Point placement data
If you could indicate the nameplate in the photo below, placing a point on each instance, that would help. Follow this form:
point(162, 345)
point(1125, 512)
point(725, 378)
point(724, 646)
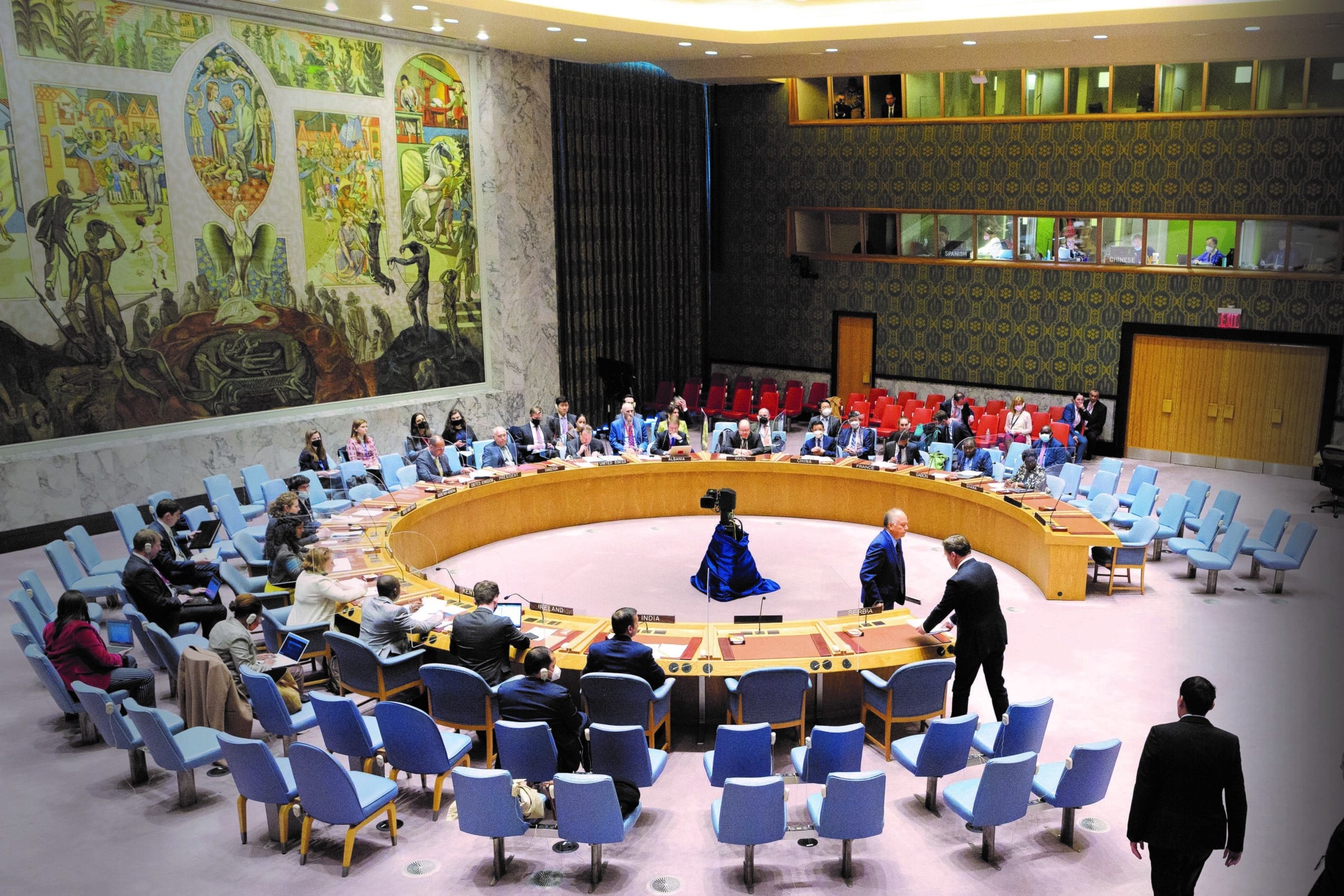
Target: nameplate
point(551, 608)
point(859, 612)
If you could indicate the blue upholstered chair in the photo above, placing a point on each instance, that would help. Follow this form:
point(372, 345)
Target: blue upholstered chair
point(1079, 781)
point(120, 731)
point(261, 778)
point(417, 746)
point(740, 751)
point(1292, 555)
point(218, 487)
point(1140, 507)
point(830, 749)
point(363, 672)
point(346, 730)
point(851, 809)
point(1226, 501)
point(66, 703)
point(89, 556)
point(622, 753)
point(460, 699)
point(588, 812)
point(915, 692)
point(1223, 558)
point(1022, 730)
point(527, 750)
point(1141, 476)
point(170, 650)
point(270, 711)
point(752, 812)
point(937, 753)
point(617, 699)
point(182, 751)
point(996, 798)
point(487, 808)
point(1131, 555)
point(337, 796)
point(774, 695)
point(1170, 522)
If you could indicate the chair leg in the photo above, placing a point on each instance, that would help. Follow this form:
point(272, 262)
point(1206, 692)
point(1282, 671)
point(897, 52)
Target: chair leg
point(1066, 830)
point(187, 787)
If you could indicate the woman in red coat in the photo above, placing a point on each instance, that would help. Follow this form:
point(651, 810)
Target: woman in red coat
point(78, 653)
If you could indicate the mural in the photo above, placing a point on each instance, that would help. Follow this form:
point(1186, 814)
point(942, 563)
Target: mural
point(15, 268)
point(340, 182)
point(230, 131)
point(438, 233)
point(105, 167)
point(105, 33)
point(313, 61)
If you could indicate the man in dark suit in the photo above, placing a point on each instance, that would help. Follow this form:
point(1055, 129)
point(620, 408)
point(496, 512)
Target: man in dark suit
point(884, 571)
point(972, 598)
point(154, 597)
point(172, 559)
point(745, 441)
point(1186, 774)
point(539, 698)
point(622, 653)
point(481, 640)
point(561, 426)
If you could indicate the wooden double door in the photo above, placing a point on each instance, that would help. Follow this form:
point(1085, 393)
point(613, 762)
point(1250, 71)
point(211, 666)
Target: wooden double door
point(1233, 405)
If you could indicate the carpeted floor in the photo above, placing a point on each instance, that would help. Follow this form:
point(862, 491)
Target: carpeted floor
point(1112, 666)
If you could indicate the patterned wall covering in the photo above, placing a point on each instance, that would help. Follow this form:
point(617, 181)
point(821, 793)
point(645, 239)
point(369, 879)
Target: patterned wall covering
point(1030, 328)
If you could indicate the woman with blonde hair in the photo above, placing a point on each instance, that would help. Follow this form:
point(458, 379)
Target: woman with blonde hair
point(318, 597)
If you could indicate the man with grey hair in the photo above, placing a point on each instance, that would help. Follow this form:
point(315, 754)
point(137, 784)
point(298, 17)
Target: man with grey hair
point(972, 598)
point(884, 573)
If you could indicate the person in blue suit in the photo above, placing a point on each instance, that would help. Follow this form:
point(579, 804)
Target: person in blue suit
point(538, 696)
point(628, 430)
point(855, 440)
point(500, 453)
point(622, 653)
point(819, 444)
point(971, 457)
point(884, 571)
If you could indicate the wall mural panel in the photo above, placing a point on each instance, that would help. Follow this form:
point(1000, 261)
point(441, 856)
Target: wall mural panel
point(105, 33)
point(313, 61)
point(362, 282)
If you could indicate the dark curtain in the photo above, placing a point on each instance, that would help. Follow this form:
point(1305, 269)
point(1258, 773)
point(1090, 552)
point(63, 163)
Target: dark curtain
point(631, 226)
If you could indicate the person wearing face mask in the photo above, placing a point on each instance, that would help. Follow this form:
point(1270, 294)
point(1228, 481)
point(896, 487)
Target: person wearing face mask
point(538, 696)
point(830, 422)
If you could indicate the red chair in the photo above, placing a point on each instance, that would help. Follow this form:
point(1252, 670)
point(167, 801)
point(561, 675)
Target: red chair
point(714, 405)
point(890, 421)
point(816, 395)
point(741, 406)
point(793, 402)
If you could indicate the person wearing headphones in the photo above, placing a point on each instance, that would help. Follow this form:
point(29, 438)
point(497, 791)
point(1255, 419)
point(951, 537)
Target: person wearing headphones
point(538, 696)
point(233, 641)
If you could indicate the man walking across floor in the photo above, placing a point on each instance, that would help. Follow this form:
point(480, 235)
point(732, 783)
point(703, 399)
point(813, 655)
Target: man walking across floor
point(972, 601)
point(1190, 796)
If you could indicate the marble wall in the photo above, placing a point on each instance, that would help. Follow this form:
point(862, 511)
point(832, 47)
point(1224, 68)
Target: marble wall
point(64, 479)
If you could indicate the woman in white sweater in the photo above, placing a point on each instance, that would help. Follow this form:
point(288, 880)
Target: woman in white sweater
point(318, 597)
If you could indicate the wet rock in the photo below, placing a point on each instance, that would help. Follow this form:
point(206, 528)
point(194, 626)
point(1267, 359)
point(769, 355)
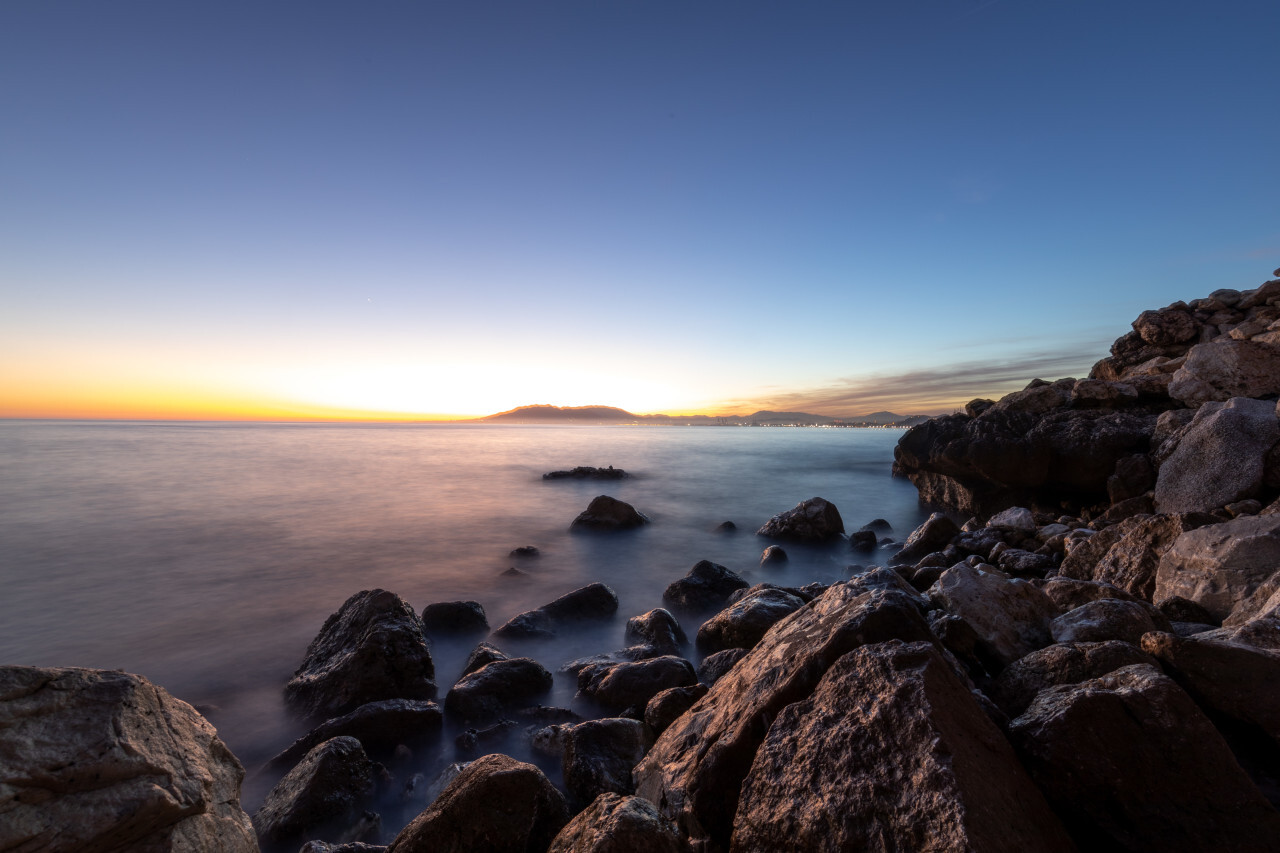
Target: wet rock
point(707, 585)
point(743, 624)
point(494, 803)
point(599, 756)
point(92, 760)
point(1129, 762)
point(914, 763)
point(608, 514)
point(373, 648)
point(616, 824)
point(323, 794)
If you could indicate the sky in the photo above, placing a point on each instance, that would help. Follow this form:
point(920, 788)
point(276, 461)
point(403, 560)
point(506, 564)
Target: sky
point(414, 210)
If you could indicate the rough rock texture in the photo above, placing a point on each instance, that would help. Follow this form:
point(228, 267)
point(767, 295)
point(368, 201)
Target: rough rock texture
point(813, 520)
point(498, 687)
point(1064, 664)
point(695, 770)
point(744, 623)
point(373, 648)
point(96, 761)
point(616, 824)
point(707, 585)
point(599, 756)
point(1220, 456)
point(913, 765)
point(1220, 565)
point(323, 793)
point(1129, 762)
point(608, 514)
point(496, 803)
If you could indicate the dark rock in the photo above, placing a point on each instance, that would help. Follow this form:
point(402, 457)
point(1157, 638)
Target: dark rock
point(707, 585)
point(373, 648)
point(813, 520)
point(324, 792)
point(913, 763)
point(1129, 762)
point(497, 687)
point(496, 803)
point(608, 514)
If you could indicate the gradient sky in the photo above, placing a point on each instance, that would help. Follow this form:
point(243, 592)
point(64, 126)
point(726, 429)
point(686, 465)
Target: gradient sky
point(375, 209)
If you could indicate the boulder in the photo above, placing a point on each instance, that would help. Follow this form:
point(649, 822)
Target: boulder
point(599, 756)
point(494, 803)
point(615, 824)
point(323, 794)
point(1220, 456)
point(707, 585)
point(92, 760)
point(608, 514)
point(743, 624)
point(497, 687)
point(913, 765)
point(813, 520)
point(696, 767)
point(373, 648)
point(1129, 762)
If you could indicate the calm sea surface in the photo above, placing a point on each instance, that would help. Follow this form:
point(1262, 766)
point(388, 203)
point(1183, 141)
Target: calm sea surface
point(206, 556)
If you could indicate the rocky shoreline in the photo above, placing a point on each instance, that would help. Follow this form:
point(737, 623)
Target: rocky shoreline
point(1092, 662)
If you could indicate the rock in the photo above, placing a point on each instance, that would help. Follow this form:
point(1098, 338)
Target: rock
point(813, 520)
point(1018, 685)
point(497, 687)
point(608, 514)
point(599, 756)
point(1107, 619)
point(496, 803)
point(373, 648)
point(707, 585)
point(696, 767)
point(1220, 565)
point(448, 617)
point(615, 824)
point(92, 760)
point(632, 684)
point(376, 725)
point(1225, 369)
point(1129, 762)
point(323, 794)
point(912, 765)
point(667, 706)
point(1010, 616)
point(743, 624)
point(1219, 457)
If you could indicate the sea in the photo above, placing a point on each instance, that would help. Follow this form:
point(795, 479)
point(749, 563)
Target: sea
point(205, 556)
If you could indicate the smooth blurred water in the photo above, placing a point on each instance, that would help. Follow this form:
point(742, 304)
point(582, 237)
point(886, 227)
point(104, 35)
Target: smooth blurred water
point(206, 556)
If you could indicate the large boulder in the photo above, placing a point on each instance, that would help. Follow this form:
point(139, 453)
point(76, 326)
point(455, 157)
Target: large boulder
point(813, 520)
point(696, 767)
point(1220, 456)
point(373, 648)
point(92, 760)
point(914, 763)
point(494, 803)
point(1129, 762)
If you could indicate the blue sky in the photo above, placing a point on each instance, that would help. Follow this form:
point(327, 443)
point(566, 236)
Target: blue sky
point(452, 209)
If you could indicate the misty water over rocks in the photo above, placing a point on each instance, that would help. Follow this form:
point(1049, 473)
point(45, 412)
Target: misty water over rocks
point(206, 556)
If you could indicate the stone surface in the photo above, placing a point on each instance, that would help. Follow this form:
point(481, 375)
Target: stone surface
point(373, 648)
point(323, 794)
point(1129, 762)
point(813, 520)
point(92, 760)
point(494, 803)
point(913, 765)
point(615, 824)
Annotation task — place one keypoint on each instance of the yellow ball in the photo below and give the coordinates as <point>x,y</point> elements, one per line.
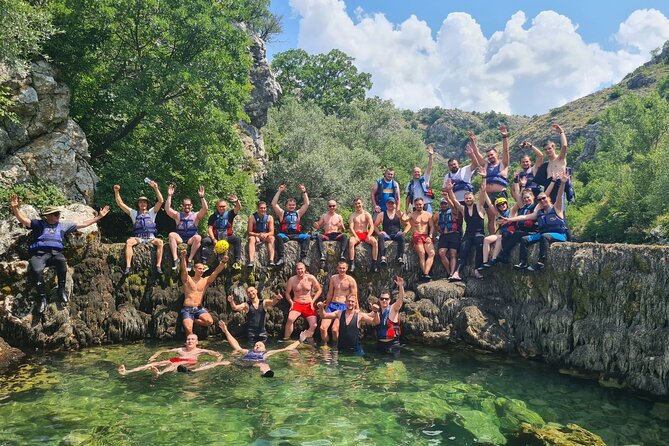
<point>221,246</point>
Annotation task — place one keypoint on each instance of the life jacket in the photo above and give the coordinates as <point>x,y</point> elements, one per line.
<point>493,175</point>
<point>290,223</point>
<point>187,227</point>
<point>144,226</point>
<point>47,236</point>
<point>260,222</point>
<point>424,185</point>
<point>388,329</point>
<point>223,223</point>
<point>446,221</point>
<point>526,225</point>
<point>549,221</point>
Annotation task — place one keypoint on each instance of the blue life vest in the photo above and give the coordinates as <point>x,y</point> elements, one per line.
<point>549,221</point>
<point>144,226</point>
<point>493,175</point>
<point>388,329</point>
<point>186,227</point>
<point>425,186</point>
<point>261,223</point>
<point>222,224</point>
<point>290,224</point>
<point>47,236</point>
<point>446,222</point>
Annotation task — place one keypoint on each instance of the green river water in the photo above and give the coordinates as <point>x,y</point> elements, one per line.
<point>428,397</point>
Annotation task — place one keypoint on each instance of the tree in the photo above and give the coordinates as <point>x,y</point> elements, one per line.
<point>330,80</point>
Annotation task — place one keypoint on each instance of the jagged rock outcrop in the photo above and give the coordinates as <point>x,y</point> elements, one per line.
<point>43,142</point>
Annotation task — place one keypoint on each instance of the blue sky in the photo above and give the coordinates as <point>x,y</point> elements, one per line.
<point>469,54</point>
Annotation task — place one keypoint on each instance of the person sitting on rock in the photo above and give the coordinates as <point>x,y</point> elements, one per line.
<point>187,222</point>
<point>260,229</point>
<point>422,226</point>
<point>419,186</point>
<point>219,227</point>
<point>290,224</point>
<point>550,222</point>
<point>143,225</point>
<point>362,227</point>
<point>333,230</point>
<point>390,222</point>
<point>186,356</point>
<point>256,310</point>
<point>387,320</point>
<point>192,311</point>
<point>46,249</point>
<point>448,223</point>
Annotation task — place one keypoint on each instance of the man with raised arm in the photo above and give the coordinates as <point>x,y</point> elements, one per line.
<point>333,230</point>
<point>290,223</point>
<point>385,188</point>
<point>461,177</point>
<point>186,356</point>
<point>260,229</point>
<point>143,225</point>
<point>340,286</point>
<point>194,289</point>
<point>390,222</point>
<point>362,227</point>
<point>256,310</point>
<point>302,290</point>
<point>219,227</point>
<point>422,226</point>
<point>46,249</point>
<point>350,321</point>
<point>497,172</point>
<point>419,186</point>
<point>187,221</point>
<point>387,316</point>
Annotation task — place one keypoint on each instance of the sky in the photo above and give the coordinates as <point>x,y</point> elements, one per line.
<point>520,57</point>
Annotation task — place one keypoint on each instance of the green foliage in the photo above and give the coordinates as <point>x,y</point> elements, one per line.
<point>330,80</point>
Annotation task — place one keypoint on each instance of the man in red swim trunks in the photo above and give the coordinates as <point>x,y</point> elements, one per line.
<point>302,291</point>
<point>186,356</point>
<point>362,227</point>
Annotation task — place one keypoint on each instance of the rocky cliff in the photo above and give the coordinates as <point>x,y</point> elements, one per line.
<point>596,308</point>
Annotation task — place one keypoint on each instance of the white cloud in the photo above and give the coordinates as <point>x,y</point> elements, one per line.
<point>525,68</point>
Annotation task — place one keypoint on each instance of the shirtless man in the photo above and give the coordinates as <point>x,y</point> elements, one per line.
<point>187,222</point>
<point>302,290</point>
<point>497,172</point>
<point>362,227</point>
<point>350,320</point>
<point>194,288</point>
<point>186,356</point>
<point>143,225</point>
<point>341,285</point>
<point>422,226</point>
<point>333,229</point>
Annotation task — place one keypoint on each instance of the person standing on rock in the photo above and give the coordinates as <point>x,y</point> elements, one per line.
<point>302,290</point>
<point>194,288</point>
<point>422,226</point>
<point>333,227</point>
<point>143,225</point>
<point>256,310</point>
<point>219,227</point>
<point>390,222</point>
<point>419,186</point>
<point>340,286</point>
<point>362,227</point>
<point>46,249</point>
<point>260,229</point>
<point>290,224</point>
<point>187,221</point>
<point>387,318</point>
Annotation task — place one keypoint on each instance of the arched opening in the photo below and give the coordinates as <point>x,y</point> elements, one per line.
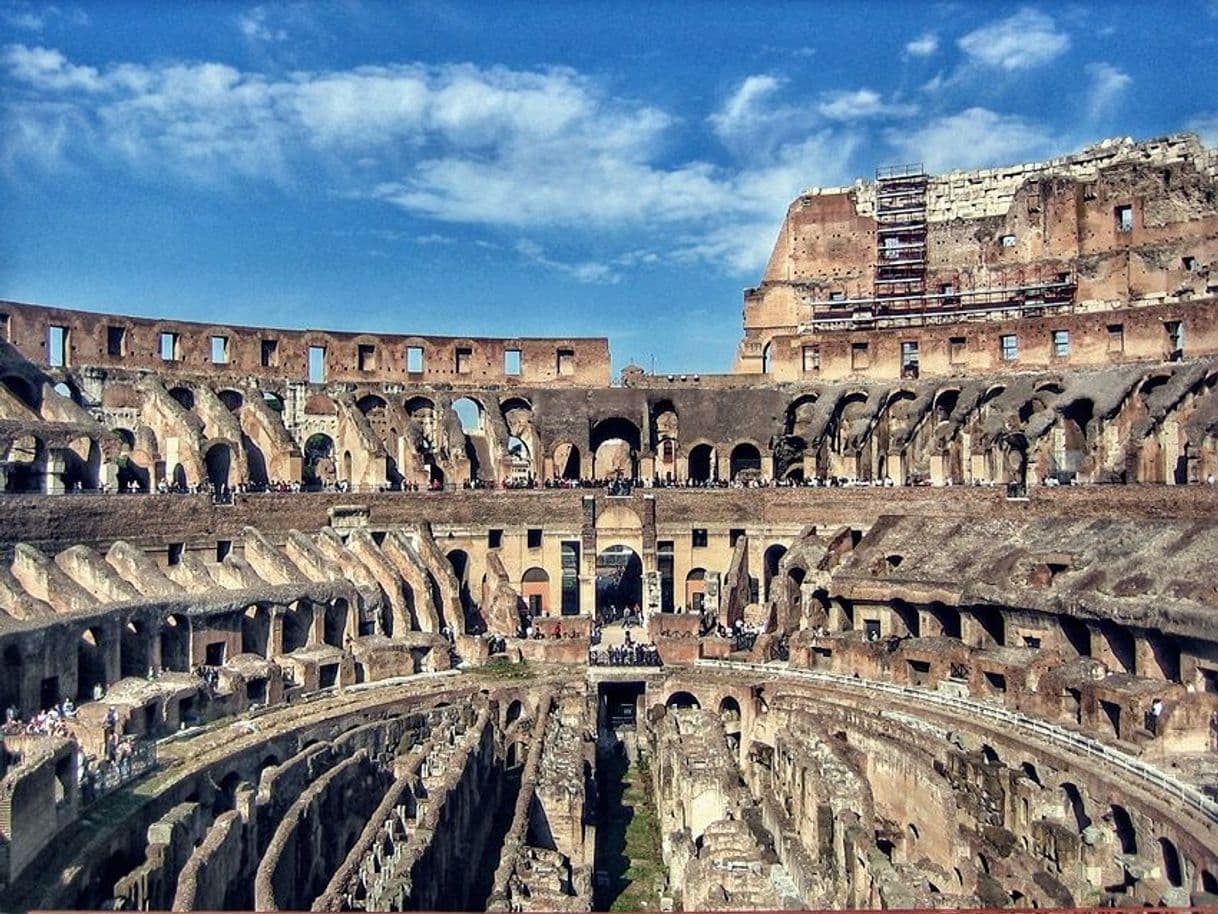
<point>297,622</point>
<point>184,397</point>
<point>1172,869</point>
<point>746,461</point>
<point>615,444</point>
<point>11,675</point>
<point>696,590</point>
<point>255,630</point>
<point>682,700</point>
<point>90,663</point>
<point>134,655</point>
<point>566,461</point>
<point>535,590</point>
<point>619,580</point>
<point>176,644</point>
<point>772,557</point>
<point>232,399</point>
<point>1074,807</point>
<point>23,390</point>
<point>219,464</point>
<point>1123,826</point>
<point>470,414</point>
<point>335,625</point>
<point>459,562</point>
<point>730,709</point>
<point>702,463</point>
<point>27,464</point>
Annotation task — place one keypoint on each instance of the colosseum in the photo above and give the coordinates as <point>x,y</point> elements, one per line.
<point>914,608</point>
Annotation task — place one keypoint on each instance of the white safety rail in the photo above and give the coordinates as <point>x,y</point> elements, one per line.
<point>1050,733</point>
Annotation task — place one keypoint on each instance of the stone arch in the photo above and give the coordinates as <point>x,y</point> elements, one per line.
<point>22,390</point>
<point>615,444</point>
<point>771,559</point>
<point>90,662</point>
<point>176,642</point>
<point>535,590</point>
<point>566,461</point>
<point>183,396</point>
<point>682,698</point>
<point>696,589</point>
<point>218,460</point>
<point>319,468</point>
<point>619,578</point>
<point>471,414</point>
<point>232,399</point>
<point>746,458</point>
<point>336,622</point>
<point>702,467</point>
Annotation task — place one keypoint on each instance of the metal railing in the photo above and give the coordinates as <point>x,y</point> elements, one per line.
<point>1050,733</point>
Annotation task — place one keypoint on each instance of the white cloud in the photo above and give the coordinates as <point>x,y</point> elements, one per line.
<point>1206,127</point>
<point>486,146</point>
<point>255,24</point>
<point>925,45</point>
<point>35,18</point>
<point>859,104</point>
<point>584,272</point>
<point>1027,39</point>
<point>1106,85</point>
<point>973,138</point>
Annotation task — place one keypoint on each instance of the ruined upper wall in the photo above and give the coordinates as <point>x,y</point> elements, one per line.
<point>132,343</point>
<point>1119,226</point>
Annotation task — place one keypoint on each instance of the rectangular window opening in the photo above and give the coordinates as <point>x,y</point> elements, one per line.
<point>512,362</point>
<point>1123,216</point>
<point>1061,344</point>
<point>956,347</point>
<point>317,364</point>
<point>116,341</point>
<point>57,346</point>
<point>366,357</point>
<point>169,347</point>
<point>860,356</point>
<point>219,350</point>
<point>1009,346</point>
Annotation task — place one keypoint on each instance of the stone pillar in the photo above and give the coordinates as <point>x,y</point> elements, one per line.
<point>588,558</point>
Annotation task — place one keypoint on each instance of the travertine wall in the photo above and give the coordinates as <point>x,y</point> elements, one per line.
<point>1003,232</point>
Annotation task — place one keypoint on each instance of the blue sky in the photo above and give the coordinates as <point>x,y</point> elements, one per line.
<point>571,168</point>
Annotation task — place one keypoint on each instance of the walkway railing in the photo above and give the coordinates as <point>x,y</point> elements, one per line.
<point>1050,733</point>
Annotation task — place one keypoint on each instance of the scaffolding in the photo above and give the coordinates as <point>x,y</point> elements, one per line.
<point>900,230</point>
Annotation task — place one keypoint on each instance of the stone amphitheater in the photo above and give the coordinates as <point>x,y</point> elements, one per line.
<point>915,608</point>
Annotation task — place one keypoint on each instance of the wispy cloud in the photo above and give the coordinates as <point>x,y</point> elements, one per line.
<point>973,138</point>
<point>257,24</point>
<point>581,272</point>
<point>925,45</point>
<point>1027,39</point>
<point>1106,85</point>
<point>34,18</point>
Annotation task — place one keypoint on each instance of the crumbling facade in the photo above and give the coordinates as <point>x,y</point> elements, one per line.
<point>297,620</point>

§ TASK BRIEF: Retype the lines of the data above, from the line containing "If you could indicate the patterned" to the line containing "point(631, 226)", including both of those lines.

§ RESPONSE:
If you could indicate the patterned wall covering in the photo above, placing a point on each instance, that would help. Follow this form:
point(617, 181)
point(821, 793)
point(645, 239)
point(369, 879)
Target: patterned wall covering
point(1030, 328)
If you could indicate the woman with blonde hair in the photo above, placing a point on each instance, that would help. Follow this form:
point(458, 379)
Target: woman with blonde hair
point(318, 597)
If you could indicate the man with grey hair in the photo above, placing a point on each instance, that would help. Follow this form:
point(315, 754)
point(137, 784)
point(298, 17)
Target: man with grey hair
point(972, 598)
point(884, 573)
If you could indicate the person in blue suit in the photo above, placing a point on each instance, that would help. Follow this form:
point(579, 804)
Target: person in blue suit
point(538, 696)
point(628, 430)
point(855, 440)
point(500, 453)
point(622, 653)
point(819, 444)
point(971, 457)
point(884, 571)
If you could indicate the wall mural panel in the photo above, placing a point on each instance, that would help. Follow this form:
point(1000, 261)
point(441, 856)
Target: wall mural panel
point(105, 33)
point(313, 61)
point(362, 282)
If you could indicate the dark curtain in the photo above, placing a point on each instance, that would help. Follow this form:
point(1305, 269)
point(1258, 773)
point(1090, 552)
point(63, 163)
Target: dark curtain
point(631, 226)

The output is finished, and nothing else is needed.